- [SHORT EXERCISE]
Take the line containing "cable. Keep to one point per instance." through the last line of the data and retype those lines exactly. Pictures do not belong in the copy.

##### INPUT RECORDS #####

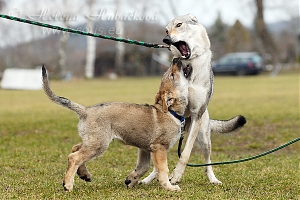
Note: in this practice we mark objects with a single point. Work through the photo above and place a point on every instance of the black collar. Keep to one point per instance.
(180, 118)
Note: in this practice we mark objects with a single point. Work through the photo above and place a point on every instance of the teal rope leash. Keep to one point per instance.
(236, 161)
(83, 32)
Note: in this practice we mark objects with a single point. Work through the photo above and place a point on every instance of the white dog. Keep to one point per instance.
(188, 41)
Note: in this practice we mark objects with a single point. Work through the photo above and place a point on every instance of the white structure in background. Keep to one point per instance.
(22, 79)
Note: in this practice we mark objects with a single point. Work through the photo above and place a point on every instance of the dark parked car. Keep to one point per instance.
(243, 63)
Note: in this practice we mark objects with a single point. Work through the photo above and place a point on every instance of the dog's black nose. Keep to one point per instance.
(167, 40)
(127, 181)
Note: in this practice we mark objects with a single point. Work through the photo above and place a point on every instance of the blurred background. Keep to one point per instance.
(268, 27)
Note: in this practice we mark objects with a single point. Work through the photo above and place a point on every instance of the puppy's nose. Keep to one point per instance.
(167, 40)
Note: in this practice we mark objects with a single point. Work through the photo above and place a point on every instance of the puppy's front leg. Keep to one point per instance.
(142, 166)
(159, 156)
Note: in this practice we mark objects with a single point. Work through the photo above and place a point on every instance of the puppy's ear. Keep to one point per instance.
(164, 100)
(157, 97)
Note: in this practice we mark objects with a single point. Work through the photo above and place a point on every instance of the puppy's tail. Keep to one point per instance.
(227, 126)
(79, 109)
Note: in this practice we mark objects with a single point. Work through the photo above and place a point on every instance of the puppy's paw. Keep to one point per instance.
(86, 178)
(175, 177)
(216, 182)
(175, 188)
(67, 187)
(130, 182)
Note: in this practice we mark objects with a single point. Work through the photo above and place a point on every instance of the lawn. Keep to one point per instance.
(36, 136)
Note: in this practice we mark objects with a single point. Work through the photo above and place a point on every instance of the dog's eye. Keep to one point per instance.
(178, 25)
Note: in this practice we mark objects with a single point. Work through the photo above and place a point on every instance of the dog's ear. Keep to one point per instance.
(193, 18)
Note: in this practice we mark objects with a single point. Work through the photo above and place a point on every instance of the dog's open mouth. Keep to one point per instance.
(187, 71)
(184, 49)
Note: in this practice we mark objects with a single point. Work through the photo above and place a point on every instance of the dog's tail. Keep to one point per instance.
(227, 126)
(79, 109)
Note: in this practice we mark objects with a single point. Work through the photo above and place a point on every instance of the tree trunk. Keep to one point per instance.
(61, 69)
(91, 46)
(120, 49)
(264, 35)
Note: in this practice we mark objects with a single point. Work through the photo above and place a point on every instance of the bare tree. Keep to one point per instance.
(91, 45)
(263, 33)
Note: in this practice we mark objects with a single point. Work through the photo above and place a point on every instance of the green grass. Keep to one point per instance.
(36, 136)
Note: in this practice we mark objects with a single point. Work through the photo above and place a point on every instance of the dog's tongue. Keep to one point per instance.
(183, 49)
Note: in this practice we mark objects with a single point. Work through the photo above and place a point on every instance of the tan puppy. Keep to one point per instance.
(151, 128)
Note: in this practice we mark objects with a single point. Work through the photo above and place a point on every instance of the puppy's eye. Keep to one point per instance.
(178, 25)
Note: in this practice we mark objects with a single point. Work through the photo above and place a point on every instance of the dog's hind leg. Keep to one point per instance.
(159, 156)
(76, 159)
(142, 166)
(205, 144)
(150, 177)
(82, 171)
(178, 171)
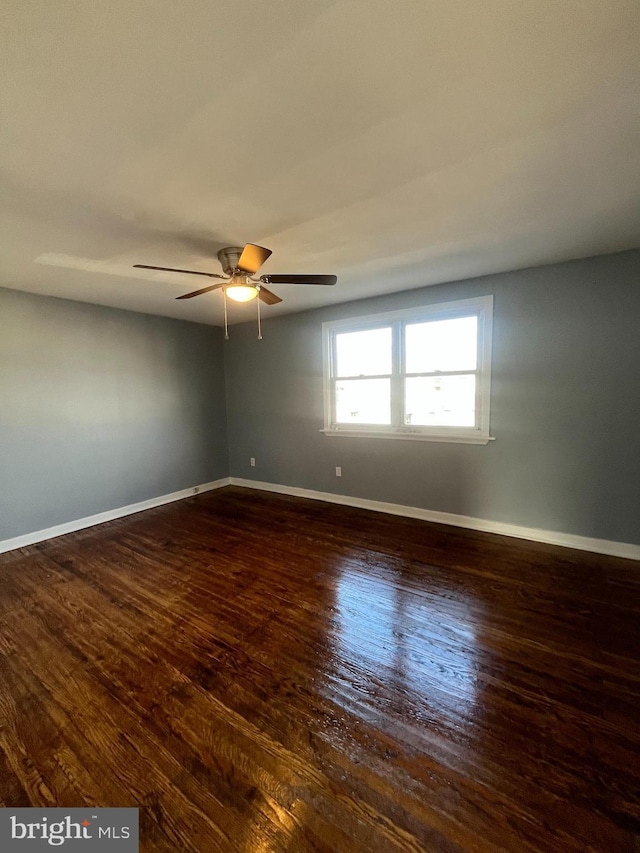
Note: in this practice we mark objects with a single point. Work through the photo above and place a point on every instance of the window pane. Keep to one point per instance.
(364, 353)
(442, 345)
(440, 401)
(363, 401)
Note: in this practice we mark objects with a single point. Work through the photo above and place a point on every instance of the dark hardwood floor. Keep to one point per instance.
(263, 673)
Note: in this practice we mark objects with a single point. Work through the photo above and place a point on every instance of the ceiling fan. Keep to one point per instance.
(239, 266)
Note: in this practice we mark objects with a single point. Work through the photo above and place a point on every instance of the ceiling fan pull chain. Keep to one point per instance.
(259, 326)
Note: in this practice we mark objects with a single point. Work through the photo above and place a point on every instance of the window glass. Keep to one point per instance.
(364, 353)
(363, 401)
(440, 400)
(442, 345)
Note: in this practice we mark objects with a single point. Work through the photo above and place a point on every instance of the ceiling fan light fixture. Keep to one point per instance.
(241, 292)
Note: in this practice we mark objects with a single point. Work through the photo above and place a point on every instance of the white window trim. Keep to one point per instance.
(481, 307)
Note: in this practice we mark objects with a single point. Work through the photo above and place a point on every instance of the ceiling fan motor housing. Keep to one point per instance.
(229, 258)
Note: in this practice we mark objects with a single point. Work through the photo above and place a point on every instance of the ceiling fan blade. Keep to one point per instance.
(299, 279)
(172, 269)
(252, 258)
(268, 297)
(198, 292)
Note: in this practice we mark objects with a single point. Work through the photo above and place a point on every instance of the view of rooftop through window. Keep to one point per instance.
(438, 375)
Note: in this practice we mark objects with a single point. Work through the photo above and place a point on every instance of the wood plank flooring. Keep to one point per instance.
(264, 673)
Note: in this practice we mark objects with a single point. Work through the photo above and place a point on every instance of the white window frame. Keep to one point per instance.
(480, 307)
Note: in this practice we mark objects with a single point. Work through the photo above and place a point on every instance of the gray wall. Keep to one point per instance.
(100, 408)
(565, 406)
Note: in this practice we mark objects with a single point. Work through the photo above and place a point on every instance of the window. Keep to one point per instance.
(421, 373)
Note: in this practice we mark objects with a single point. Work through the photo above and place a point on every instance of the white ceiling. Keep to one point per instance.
(395, 144)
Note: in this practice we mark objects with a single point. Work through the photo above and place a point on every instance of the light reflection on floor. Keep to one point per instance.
(397, 647)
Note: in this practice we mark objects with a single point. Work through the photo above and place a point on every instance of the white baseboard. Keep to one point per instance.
(552, 537)
(110, 515)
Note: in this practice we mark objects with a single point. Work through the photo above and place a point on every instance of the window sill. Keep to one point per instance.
(409, 436)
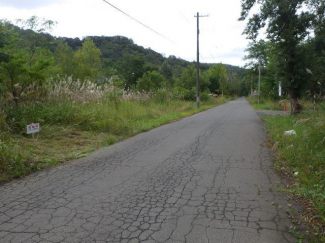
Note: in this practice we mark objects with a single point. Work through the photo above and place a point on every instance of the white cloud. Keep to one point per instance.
(221, 33)
(26, 4)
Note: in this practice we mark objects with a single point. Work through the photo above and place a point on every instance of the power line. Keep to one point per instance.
(138, 21)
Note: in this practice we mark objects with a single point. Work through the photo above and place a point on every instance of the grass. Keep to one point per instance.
(268, 104)
(302, 159)
(73, 127)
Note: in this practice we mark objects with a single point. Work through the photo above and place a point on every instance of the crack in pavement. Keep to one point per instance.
(206, 178)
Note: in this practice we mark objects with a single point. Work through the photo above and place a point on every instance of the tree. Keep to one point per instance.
(64, 56)
(131, 68)
(24, 71)
(187, 79)
(88, 61)
(166, 70)
(287, 24)
(215, 74)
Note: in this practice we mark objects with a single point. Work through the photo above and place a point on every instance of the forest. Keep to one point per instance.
(30, 58)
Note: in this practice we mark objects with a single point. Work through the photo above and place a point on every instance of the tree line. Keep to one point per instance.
(293, 50)
(30, 56)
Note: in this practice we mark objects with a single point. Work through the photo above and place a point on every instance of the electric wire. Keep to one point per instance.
(144, 25)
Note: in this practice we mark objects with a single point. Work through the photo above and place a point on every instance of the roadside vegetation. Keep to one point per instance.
(89, 93)
(301, 159)
(291, 56)
(77, 118)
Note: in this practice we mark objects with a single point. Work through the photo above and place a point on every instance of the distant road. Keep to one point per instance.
(206, 178)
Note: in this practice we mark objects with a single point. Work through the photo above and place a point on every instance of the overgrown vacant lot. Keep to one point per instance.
(302, 158)
(77, 118)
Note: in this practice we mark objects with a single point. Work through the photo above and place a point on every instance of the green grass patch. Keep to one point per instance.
(71, 130)
(302, 156)
(268, 104)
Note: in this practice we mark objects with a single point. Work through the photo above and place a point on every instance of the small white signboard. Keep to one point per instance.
(33, 128)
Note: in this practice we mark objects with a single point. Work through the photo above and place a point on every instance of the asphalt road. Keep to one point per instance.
(205, 178)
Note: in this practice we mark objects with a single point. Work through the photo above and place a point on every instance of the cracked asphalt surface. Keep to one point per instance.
(205, 178)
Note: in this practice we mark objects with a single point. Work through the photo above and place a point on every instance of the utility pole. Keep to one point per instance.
(198, 60)
(251, 86)
(259, 80)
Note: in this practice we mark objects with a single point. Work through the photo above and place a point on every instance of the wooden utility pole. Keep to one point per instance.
(259, 81)
(198, 60)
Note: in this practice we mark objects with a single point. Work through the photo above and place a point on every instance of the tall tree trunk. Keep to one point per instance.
(296, 106)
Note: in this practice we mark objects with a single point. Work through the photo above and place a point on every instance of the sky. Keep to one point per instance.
(221, 38)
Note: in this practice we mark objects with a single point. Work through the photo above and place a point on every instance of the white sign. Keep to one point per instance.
(33, 128)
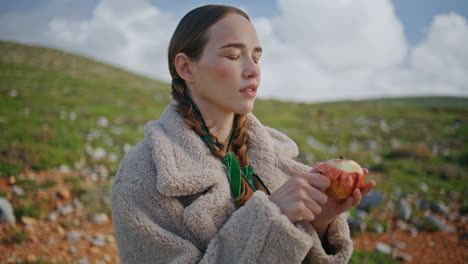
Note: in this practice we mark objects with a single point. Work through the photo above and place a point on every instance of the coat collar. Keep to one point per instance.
(185, 165)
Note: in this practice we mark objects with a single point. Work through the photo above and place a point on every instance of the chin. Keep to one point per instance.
(244, 107)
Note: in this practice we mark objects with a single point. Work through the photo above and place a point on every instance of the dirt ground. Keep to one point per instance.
(52, 240)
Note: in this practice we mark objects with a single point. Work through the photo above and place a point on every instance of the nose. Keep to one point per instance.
(251, 69)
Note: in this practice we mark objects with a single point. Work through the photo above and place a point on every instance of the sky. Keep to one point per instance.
(313, 50)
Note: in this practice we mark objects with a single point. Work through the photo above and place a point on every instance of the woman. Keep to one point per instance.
(210, 183)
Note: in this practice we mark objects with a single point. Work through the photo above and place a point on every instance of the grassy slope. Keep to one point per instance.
(407, 140)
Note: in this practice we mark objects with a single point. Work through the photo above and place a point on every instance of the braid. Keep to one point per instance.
(239, 143)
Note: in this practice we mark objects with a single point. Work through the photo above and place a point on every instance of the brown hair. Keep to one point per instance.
(190, 38)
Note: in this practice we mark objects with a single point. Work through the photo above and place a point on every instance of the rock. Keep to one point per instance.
(94, 250)
(404, 209)
(18, 190)
(73, 235)
(371, 200)
(64, 210)
(438, 224)
(6, 212)
(13, 93)
(383, 248)
(83, 261)
(102, 122)
(98, 153)
(72, 250)
(28, 220)
(440, 207)
(52, 216)
(100, 218)
(379, 228)
(127, 148)
(413, 230)
(403, 256)
(399, 244)
(98, 241)
(77, 203)
(424, 187)
(396, 194)
(31, 258)
(64, 193)
(402, 225)
(72, 116)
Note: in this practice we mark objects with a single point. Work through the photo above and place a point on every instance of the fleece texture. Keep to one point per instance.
(171, 203)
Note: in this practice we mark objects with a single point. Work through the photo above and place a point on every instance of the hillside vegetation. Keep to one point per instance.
(67, 111)
(60, 109)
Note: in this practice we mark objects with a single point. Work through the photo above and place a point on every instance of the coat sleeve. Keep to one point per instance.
(255, 233)
(339, 247)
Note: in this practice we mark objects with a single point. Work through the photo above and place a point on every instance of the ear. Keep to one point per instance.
(184, 67)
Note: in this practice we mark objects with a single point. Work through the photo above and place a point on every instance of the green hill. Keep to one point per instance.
(58, 108)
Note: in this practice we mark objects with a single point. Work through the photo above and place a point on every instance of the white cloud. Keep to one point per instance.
(314, 50)
(133, 35)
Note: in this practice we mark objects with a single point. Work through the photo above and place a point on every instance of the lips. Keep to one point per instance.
(250, 90)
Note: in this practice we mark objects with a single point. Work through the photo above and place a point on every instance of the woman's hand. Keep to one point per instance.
(302, 197)
(334, 207)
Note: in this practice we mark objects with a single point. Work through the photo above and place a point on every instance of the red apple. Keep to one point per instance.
(345, 176)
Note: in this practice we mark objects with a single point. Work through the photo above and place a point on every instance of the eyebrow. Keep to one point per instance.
(239, 46)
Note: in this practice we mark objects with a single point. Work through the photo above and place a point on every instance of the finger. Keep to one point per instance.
(318, 181)
(357, 197)
(313, 206)
(314, 169)
(368, 187)
(317, 195)
(366, 171)
(303, 214)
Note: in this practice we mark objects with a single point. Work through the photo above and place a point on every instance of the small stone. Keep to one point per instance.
(31, 258)
(64, 169)
(403, 256)
(52, 216)
(402, 225)
(73, 235)
(83, 261)
(98, 153)
(6, 212)
(100, 218)
(404, 209)
(64, 193)
(64, 210)
(50, 241)
(424, 187)
(94, 250)
(437, 223)
(72, 250)
(383, 248)
(11, 180)
(18, 190)
(28, 220)
(102, 122)
(13, 93)
(98, 241)
(399, 244)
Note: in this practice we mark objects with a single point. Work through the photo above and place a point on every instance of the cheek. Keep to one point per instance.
(224, 71)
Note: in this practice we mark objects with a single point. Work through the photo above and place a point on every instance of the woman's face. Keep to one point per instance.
(227, 74)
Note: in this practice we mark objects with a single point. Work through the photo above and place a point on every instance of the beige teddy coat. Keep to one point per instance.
(171, 203)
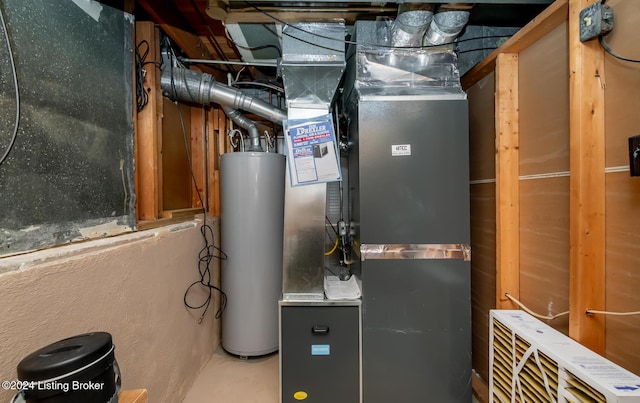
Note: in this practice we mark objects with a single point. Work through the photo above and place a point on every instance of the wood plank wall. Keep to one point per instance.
(579, 226)
(544, 176)
(165, 186)
(483, 217)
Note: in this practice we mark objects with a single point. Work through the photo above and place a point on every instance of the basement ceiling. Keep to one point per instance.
(248, 31)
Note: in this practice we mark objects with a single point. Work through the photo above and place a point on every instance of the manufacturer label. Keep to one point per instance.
(320, 349)
(399, 150)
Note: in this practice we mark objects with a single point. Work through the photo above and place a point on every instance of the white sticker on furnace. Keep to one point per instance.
(400, 150)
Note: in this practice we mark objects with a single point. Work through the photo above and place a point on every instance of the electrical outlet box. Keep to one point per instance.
(595, 20)
(634, 155)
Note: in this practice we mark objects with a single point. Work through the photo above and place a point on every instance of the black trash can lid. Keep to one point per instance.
(64, 356)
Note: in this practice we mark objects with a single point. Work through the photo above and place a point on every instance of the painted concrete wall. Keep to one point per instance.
(131, 286)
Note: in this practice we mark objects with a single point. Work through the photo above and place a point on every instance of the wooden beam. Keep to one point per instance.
(541, 25)
(587, 184)
(212, 161)
(170, 20)
(197, 156)
(507, 186)
(147, 128)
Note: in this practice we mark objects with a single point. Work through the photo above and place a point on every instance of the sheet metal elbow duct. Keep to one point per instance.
(446, 26)
(201, 88)
(245, 123)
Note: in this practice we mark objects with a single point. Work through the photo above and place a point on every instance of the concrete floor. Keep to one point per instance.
(229, 379)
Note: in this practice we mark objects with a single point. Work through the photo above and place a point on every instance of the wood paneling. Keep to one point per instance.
(587, 207)
(544, 247)
(548, 20)
(622, 80)
(176, 174)
(544, 105)
(148, 123)
(544, 198)
(482, 143)
(483, 272)
(507, 195)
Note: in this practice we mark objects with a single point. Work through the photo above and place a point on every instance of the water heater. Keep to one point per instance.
(252, 221)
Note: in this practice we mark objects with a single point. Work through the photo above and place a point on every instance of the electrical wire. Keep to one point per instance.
(335, 246)
(529, 311)
(613, 53)
(594, 312)
(209, 252)
(142, 98)
(17, 88)
(347, 42)
(253, 48)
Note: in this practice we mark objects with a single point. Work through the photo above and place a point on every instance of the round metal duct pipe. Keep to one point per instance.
(411, 24)
(446, 26)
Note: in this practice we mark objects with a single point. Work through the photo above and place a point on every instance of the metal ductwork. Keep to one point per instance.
(416, 25)
(446, 26)
(247, 124)
(313, 61)
(411, 24)
(203, 89)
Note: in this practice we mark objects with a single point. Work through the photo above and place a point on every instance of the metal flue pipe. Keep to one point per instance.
(201, 88)
(245, 123)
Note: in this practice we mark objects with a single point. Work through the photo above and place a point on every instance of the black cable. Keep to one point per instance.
(15, 83)
(209, 252)
(610, 51)
(475, 50)
(253, 48)
(142, 98)
(346, 42)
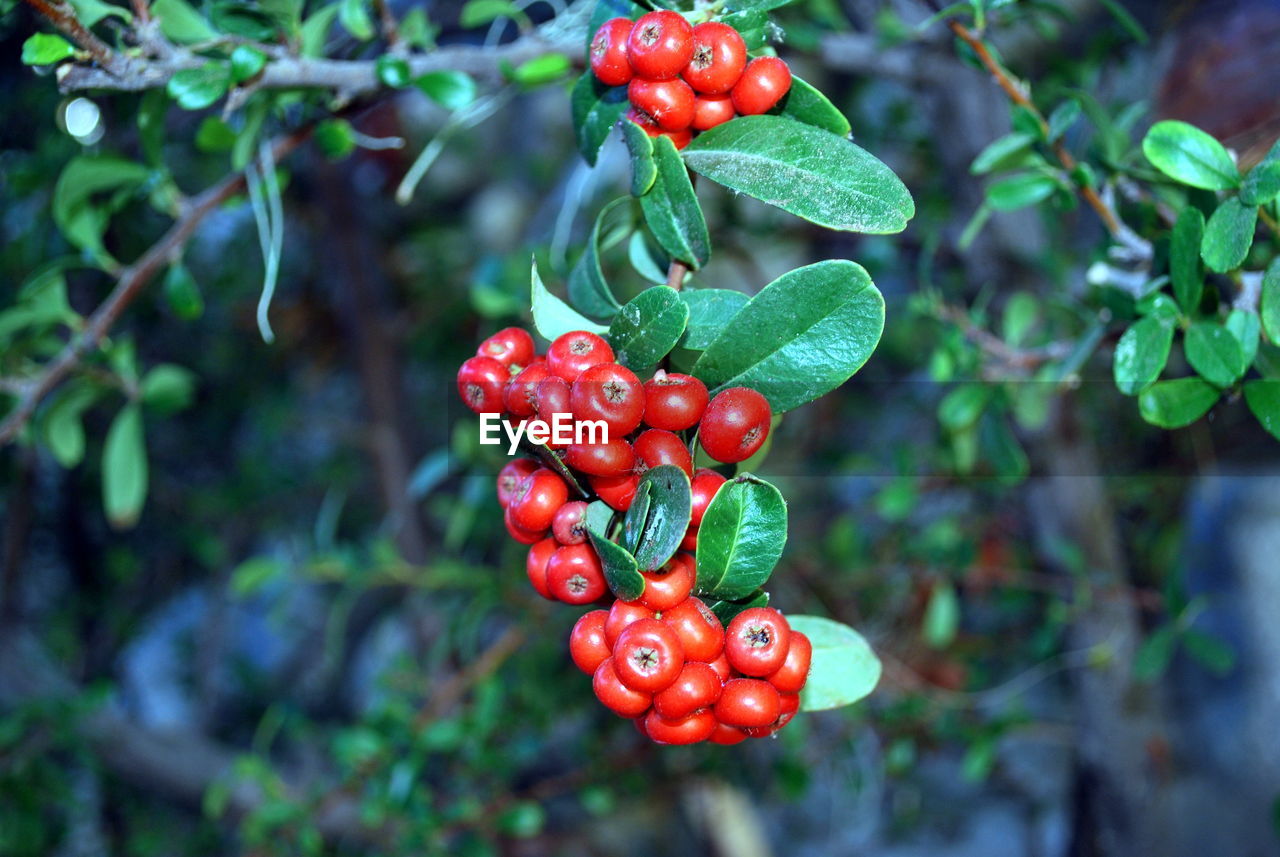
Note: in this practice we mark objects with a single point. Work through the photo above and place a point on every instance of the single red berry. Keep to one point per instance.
(748, 702)
(690, 729)
(535, 566)
(510, 347)
(696, 687)
(608, 51)
(568, 526)
(711, 110)
(791, 677)
(700, 633)
(617, 696)
(621, 615)
(510, 477)
(481, 381)
(670, 585)
(576, 351)
(609, 393)
(720, 56)
(536, 500)
(763, 83)
(703, 489)
(673, 402)
(735, 425)
(757, 641)
(656, 447)
(586, 644)
(661, 45)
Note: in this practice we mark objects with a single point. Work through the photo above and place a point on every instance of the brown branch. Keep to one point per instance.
(129, 284)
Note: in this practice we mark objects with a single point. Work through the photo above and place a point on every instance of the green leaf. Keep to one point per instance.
(741, 537)
(620, 567)
(648, 326)
(1141, 354)
(1191, 156)
(805, 104)
(1229, 235)
(671, 209)
(1184, 262)
(124, 468)
(1215, 353)
(844, 668)
(805, 172)
(1173, 404)
(801, 337)
(552, 316)
(448, 88)
(45, 49)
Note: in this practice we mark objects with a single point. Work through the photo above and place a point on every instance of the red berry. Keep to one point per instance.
(670, 585)
(568, 526)
(481, 381)
(510, 477)
(608, 51)
(576, 351)
(696, 687)
(512, 345)
(791, 677)
(720, 56)
(611, 393)
(757, 641)
(689, 729)
(586, 644)
(748, 702)
(763, 83)
(661, 45)
(617, 696)
(536, 500)
(673, 402)
(735, 425)
(711, 110)
(700, 633)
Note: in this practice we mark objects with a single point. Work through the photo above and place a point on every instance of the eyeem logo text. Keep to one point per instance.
(562, 431)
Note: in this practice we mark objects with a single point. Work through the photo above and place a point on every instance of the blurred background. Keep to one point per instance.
(316, 638)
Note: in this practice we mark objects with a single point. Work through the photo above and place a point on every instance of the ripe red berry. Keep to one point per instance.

#####

- [OUTPUT FOR THIS EXERCISE]
Note: in this practice we mark objects with a single point. Work through the photo above and place a point on every instance of the black cable. Keep to one point per instance.
(15, 83)
(209, 252)
(610, 51)
(475, 50)
(253, 48)
(142, 98)
(346, 42)
Note: in this practice we mark objects with a single point. Work through the photo above and place a point on every instance of the single red berry. Keep to one point per instance.
(748, 702)
(690, 729)
(535, 566)
(510, 347)
(696, 687)
(608, 51)
(568, 526)
(711, 110)
(791, 677)
(700, 633)
(617, 696)
(621, 615)
(510, 477)
(481, 381)
(670, 585)
(576, 351)
(609, 393)
(720, 56)
(536, 500)
(763, 83)
(703, 489)
(673, 402)
(735, 425)
(757, 641)
(656, 447)
(586, 644)
(661, 45)
Note: in this practice we mark objects with a single point. Work through the photo above and place a point on every instance of the brown branch. Keep to one point per instance.
(129, 284)
Note: in this practice we mark objects with a single point. Work through the photo above and place a point on every instance of the green leaf. Keep to one point per instance.
(741, 537)
(620, 567)
(648, 326)
(1141, 354)
(1191, 156)
(805, 104)
(1229, 235)
(671, 209)
(1184, 262)
(124, 468)
(1215, 353)
(844, 668)
(805, 172)
(1173, 404)
(801, 337)
(552, 316)
(448, 88)
(45, 49)
Note: in this practice we mark objects with a single point. Work through the photo above and place a point on every instance of the red berry. Keep to one point per instance.
(670, 585)
(568, 526)
(481, 381)
(510, 477)
(608, 51)
(576, 351)
(696, 687)
(512, 345)
(791, 677)
(720, 56)
(611, 393)
(757, 641)
(689, 729)
(586, 644)
(748, 702)
(763, 83)
(661, 45)
(617, 696)
(536, 500)
(673, 402)
(735, 425)
(711, 110)
(700, 633)
Note: in this practice we mark objects with a single point. Work through the photo above and place a point on every instance of the eyeem logo text. Keep to one point per instance.
(562, 431)
Note: in this practice we mark objects with a single point. Work through the photo above and place a point on every instance of the blurred background. Keep to one point per instance.
(316, 638)
Note: in this practice we mark objects with a single point. Work through the photo above and place a point on every instance of the ripe red berry. Keep to one point per instance.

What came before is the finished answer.